21        Q.   Ma'am, I've seen a photograph of the building.  It's not small.

22     It does have at least two storeys and a basement.  You're saying you

23     could hear everything in all parts of the building?

24        A.   I didn't say I was in all parts of the building.  I was in the

25     classroom.  Not far away, where the women were, was another classroom

Page 3160

 1     where the people were being taken in to be beaten up and to be

 2     interrogated.  I could hear that.  I couldn't hear what was going on on

 3     the upper floor but one could hear the noise, people passing by, running,

 4     shouting.  Of course one can hear that.

 5        Q.   Why have you never before now mentioned that you could hear

 6     Goran Hadzic's voice during these interrogations?

 7        A.   I don't understand.  I have not.  I told everything he said that

 8     I could hear.

 9        Q.   You realise that you've never mentioned in any of your other

10     statements even having seen Goran Hadzic in the corridor going anywhere?

11        A.   What I said was that I saw him when the guard let us out to have

12     a cigarette.  I saw him pass by.  I heard his voice.

**Exercises**:
a – From the courtroom transcript above, list the sounds the witness says could be heard from the upper floor.
b – Please copy from the courtroom transcript above, starting with "7        A.   I don't" and going on through "corridor going anywhere?".
c – Carry on the courtroom transcript above from the point where it ends.

**Data provided**:
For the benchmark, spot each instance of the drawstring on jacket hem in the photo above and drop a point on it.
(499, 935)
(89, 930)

**Set of answers**:
a – the noise, people passing by, running, shouting

b –
7        A.   I don't understand.  I have not.  I told everything he said that

 8     I could hear.

 9        Q.   You realise that you've never mentioned in any of your other

10     statements even having seen Goran Hadzic in the corridor going anywhere?

c –
13        Q.   Well, with the greatest respect, madam, that's not in your

14     2000 statement and nor did you make any correction to that in your 2012

15     statement.

16        A.   I've told you already that not everything was written down.  When

17     they put questions to me, I provided answers in as brief a way as

18     possible.  However, I always mentioned Mr. Hadzic, and I mentioned a

19     number of corrections about people I didn't know whose names I only

20     learned later.  I don't know what you expect me to do now.  To repeat

21     everything that's on the paper?

22             MR. GOSNELL:  I see the time, Mr. President.

23             JUDGE DELVOIE:  Yes, Mr. Gosnell.  Thank you.

24             Madam Baranjek, we take our first break.  We'll come back at

25     11.00.  The Court Usher will escort you out of the courtroom.  Thank you.


Page 3161

 1             THE WITNESS: [Interpretation] Thank you.

 2                           [The witness stands down]

 3             JUDGE DELVOIE:  Court adjourned.

 4                           --- Recess taken at 10.31 a.m.

 5                           --- On resuming at 11.01 a.m.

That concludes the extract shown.